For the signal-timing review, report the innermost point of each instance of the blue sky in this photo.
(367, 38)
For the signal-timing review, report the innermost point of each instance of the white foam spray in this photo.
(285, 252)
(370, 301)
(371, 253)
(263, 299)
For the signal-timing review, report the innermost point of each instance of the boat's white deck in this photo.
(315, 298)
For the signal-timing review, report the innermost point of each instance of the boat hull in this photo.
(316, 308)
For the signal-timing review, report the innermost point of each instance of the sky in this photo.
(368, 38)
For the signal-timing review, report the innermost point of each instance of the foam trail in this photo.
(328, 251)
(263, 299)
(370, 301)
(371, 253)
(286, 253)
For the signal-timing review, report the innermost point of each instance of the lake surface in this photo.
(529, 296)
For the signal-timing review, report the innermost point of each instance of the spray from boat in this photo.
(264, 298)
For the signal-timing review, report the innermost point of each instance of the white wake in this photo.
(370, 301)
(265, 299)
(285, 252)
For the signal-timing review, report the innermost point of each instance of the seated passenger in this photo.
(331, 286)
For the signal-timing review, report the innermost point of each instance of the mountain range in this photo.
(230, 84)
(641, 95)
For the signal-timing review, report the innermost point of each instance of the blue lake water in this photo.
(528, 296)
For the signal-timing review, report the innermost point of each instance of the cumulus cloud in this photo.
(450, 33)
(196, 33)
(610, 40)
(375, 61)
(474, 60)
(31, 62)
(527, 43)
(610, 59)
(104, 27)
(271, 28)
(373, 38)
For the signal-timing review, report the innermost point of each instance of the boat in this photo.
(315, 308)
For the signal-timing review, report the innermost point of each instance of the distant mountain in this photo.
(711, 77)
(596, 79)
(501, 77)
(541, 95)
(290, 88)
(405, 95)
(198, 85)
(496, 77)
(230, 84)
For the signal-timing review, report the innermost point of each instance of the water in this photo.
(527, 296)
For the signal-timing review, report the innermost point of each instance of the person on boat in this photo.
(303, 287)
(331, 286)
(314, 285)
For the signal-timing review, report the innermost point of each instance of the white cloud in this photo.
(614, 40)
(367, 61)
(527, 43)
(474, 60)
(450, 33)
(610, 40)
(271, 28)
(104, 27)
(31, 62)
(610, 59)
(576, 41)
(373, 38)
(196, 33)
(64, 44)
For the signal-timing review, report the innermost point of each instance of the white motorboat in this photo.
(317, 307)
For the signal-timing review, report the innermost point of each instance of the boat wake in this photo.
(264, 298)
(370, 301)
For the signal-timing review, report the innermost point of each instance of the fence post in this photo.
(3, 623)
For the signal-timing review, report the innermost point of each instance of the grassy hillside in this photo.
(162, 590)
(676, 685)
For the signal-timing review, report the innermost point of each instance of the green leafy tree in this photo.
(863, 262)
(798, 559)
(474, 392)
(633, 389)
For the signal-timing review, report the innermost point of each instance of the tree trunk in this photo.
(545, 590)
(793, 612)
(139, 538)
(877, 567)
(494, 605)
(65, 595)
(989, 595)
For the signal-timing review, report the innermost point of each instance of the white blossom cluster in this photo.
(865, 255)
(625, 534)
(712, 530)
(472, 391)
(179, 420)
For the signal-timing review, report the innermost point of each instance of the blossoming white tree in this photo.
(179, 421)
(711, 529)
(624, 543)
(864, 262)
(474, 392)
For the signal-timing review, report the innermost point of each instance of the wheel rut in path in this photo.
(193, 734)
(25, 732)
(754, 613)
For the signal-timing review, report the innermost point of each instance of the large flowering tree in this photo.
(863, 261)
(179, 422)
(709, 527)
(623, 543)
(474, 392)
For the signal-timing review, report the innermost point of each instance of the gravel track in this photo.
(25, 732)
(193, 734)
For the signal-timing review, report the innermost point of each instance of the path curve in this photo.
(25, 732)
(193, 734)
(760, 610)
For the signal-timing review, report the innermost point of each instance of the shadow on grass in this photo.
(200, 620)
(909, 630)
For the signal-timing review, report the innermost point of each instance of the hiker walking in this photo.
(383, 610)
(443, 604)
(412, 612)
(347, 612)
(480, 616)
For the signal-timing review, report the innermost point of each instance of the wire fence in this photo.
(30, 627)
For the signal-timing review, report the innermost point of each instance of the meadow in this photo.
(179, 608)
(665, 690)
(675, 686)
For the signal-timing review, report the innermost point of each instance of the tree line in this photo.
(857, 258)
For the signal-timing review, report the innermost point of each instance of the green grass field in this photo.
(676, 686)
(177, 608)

WHAT YOU NEED TO DO:
Please set down each line of the records exactly as given.

TASK RESULT:
For the signal-timing review, report the innermost point of each instance of the blue sky in this photo.
(367, 38)
For the signal-timing review, report the innermost point of each instance of the white foam spray in this photo.
(285, 252)
(370, 301)
(371, 253)
(263, 299)
For the signal-timing review, report the innermost point of each instance of the boat's white deck in this photo.
(315, 298)
For the signal-timing review, report the innermost point of each instance of the boat hull in this photo.
(316, 308)
For the signal-timing review, report the innermost point of each instance of the sky in this photo.
(368, 38)
For the signal-timing review, report the innermost point of each instance of the foam trail in this photo.
(328, 251)
(263, 299)
(370, 301)
(371, 253)
(286, 253)
For the signal-timing review, report the innermost point of each instance of the lake surface in this photo.
(529, 296)
For the signal-timing review, report the innermost point of each instance of the spray from boat in this photo.
(264, 298)
For the signal-timing review, report the innermost point of each instance of the white wake in this photo.
(370, 301)
(265, 299)
(285, 252)
For the signal-timing review, report the innermost point of each instance of the seated passenger in this photo.
(331, 286)
For the signal-timing review, report the innermost point of each instance of the mountain range in this photo.
(230, 84)
(641, 95)
For the signal-timing review, report the innermost point of each instance of the blue lake water in this photo.
(528, 296)
For the signal-timing review, report the innermost point of each instance of the cumulus cloud in this photo.
(450, 33)
(196, 33)
(610, 40)
(375, 61)
(474, 60)
(31, 62)
(527, 43)
(610, 59)
(104, 27)
(271, 28)
(373, 38)
For the signal-timing review, report the innermost point of each instance of the boat in this photo.
(315, 308)
For the signal-timing review, report the innermost point of each instance of the distant mountain in this photo.
(711, 77)
(596, 79)
(501, 77)
(541, 95)
(290, 88)
(405, 95)
(198, 85)
(496, 77)
(230, 84)
For the signal-timing review, report the innermost point of each instance of the water in this photo.
(527, 296)
For the signal-timing review, report the innermost point of each instance of the person on boat in this photo.
(303, 287)
(331, 286)
(314, 285)
For the signal-timing review, report the innermost point of each instance of the white cloud in this photo.
(614, 40)
(367, 61)
(527, 43)
(474, 60)
(450, 33)
(610, 40)
(271, 28)
(104, 27)
(31, 62)
(610, 59)
(576, 41)
(373, 38)
(196, 33)
(64, 44)
For the signal-timing review, report the innermost point of each instance of the white motorboat in this photo.
(317, 307)
For the signal-timing review, report the innermost point of each instance of the boat wake in this photo.
(264, 298)
(370, 301)
For the signal-timing review, report the innermost point of each instance of the fence post in this photo.
(3, 623)
For the signal-timing review, report the innermost point of each instance of the grassy hillside in this photo.
(162, 590)
(676, 685)
For the signal-timing review, report the innermost point of each instance of the green leafy tree in this photo.
(863, 262)
(798, 559)
(474, 392)
(633, 389)
For the signal-timing review, report the innermost point of each instance of the tree trunk in this photo.
(545, 590)
(793, 612)
(139, 538)
(877, 567)
(494, 605)
(65, 595)
(989, 595)
For the signal-timing review, report the innermost point of each instance of the white blossom cluster in this photo.
(865, 255)
(625, 534)
(712, 530)
(472, 391)
(179, 420)
For the signal-timing review, report the innermost point of each instance of the blossoming white tree in this photo.
(179, 421)
(711, 529)
(624, 543)
(864, 262)
(474, 392)
For the signal-timing review, report the innermost point of each instance of the wheel rut in path in this photo.
(193, 734)
(25, 732)
(754, 613)
For the signal-timing review, report the innermost point of each instance of the large flowering tree in this photo.
(863, 261)
(179, 422)
(709, 527)
(623, 543)
(474, 392)
For the signal-timing review, report the innermost point of each instance of the gravel track in this photo.
(25, 732)
(193, 734)
For the signal-timing review, report the innermost point of each instance of the path curve in this photo.
(25, 732)
(193, 734)
(760, 610)
For the signal-timing review, report the innermost point of each instance of the shadow on grass in this photo.
(200, 620)
(909, 630)
For the signal-timing review, report the innermost point of each instance of the hiker walking in this photo.
(383, 610)
(443, 604)
(412, 612)
(347, 612)
(480, 616)
For the signal-timing review, report the innermost point of each instance of the wire fence in this photo.
(30, 627)
For the signal-timing review, report the innermost point of each instance of the meadow in this photo.
(179, 608)
(665, 690)
(675, 686)
For the signal-timing review, report the innermost point of each instance of the tree line in this photo.
(857, 258)
For the signal-timing review, report the innermost point of each instance of the green grass field in this photo.
(676, 686)
(177, 608)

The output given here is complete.